YOUR GOAL: Every entry must be given again exactly.

PROVIDED MATERIAL:
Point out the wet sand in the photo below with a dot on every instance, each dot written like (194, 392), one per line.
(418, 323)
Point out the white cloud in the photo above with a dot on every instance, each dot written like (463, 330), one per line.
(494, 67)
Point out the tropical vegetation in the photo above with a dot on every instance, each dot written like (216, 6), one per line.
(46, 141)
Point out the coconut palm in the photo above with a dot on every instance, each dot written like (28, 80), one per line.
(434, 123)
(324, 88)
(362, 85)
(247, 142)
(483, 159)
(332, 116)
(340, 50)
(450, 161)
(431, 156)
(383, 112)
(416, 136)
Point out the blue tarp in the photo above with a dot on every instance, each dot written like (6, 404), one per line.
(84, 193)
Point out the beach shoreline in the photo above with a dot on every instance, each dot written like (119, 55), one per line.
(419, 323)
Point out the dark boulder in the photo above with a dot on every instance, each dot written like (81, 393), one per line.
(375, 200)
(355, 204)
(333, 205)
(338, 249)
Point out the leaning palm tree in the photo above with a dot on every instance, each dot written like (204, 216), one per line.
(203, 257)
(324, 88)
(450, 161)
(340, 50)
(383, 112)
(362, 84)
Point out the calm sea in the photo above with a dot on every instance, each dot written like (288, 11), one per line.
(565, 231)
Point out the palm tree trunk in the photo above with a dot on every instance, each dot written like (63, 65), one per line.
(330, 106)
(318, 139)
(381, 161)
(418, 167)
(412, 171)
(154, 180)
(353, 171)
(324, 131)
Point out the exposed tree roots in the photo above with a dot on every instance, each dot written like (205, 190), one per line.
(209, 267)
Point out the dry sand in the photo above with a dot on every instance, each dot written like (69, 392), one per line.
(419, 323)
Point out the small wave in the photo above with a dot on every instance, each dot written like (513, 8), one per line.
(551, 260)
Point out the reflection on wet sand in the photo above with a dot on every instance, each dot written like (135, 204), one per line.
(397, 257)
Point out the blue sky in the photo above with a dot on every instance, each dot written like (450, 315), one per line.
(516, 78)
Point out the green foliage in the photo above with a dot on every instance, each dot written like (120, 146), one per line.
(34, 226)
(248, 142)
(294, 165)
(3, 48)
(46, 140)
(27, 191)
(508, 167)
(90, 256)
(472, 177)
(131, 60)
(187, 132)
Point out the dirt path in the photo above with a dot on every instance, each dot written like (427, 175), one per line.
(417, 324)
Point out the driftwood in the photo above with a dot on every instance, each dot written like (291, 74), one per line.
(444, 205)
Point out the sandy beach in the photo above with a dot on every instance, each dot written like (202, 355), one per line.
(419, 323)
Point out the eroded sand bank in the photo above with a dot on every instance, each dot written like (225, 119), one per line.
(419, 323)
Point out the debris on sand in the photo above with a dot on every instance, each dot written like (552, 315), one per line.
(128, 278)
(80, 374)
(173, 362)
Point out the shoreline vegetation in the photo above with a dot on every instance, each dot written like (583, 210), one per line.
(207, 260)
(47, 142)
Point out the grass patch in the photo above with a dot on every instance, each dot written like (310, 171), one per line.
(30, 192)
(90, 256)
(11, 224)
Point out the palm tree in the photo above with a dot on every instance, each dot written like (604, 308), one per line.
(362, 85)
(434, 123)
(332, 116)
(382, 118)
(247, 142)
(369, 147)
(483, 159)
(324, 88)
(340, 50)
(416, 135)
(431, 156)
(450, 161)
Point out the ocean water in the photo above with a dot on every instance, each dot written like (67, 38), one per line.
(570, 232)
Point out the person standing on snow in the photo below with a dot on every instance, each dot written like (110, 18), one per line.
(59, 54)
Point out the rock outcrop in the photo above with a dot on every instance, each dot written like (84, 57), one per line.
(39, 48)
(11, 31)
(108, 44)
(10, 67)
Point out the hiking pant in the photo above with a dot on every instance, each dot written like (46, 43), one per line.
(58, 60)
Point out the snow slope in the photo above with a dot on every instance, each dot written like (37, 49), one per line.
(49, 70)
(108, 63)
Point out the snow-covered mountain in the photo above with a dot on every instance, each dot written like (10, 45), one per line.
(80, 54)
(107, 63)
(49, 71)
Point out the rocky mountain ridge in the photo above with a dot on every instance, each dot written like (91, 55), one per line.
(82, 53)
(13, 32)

FINISHED TASK:
Point out the wet sand in the photo below with a dot on every instance, each dot written like (194, 392), one per line.
(418, 323)
Point out the white cloud in the photo above with a dot on every instance, each dot written like (463, 330), one per line.
(494, 67)
Point out the tropical vegetation in the photo above with a dot on every instance, each dot written like (216, 6), one per line.
(46, 141)
Point out the coconut palm in the photo above with a dot on every instance, each dot written like (28, 80), one per line.
(434, 123)
(324, 88)
(362, 85)
(247, 142)
(483, 159)
(332, 116)
(340, 50)
(450, 161)
(431, 156)
(383, 112)
(416, 136)
Point out the blue tarp in the photo above with a dot on every instance, each dot written like (6, 404), one per line.
(84, 193)
Point out the beach shoreline in the photo above with a dot on every instance, each dot written like (119, 55), one per line.
(419, 323)
Point out the dark boulder in the photo above with a dot on every instance, each dot written like (81, 393), one per line.
(375, 200)
(355, 204)
(333, 205)
(338, 249)
Point out the leaning palm tree in the photo above with a dot on every instance, each dot written like (204, 216), one per line.
(203, 257)
(324, 88)
(450, 161)
(340, 50)
(383, 112)
(362, 84)
Point out the calm sea in the photo above with a dot on every instance, each dot written like (288, 11), one per line.
(565, 231)
Point out the palm tree trunk in the photo above with a dot on every instance, each dot written like (63, 65), one per line.
(330, 106)
(318, 139)
(381, 161)
(418, 167)
(412, 171)
(154, 180)
(353, 171)
(324, 131)
Point out the exposed tree roots in the photo above with a dot on every instance, each dot written like (205, 190), one per line.
(209, 267)
Point out the dry sand in the photo above with a dot on every instance, each dot written like (69, 392), one per line.
(419, 323)
Point out the small wave in the photo above with a dot on every instance, each dot written like (513, 8), one per line.
(551, 260)
Point out the reflection on wet sand in the photo above with a dot on every instance, each dot written like (135, 204), one per line.
(397, 257)
Point out the blue sky in the photo above with a dot on every instance, each dot written like (450, 315), one per line.
(516, 78)
Point out the green foliage in the photo above with a dot on every instance, each dot written like (120, 146), one per line.
(34, 226)
(248, 142)
(294, 165)
(3, 48)
(46, 140)
(27, 191)
(508, 167)
(90, 256)
(472, 177)
(131, 60)
(187, 132)
Point out the dirt path in the photo above with a dot on every instance, each dot written like (427, 175), one per line.
(417, 324)
Point out the driftwood in the photo above with a dot on every instance, each dot written like (291, 74), one per line.
(444, 205)
Point out the sandy beach in the photo above with a dot on every instance, each dot written like (202, 355), one per line.
(419, 323)
Point out the eroded sand bank in the photo above with a dot on every instance, each dot written like (225, 119), one per line.
(419, 323)
Point out the debris on sand in the photo above with a dot on every instance, each dot written like (552, 315), one per line.
(128, 278)
(80, 374)
(173, 362)
Point out the shoreline vegetation in the photo above with a dot on every instance, each dot written like (583, 210), one per line.
(207, 260)
(47, 142)
Point out the grass patch in the photo above with a dot on every instance, each dot written like (310, 171), one per line.
(30, 192)
(90, 256)
(11, 224)
Point out the palm tree in the photo above with a dot on every instance, each dot written like (604, 308), one per line.
(362, 85)
(434, 123)
(332, 116)
(382, 118)
(247, 142)
(369, 147)
(483, 159)
(324, 88)
(340, 50)
(416, 135)
(431, 156)
(450, 161)
Point out the ocean water in the photo above with a dot on every instance, each dot written like (67, 38), one per line.
(570, 232)
Point out the person standing on snow in the photo below with a dot on every instance, each dot written like (110, 18), one per line.
(59, 54)
Point out the rock outcrop in the photo above with a dot on every instance, each dot written like (84, 57), one per line.
(39, 48)
(11, 31)
(108, 44)
(10, 67)
Point out the hiking pant in the photo above with a dot on every instance, each dot written like (46, 43), one per line.
(58, 60)
Point out the snow slope in the photo above with a dot on every instance, each dot written like (37, 49), one per line.
(49, 70)
(108, 63)
Point out the snow-covered mountain in the photo above with a dot on every instance, each dot written like (10, 45), one per line.
(80, 54)
(107, 63)
(49, 71)
Point out the rocky mountain ridge in the photo above with a dot on every instance, each dot written like (91, 55), one per line.
(82, 53)
(13, 32)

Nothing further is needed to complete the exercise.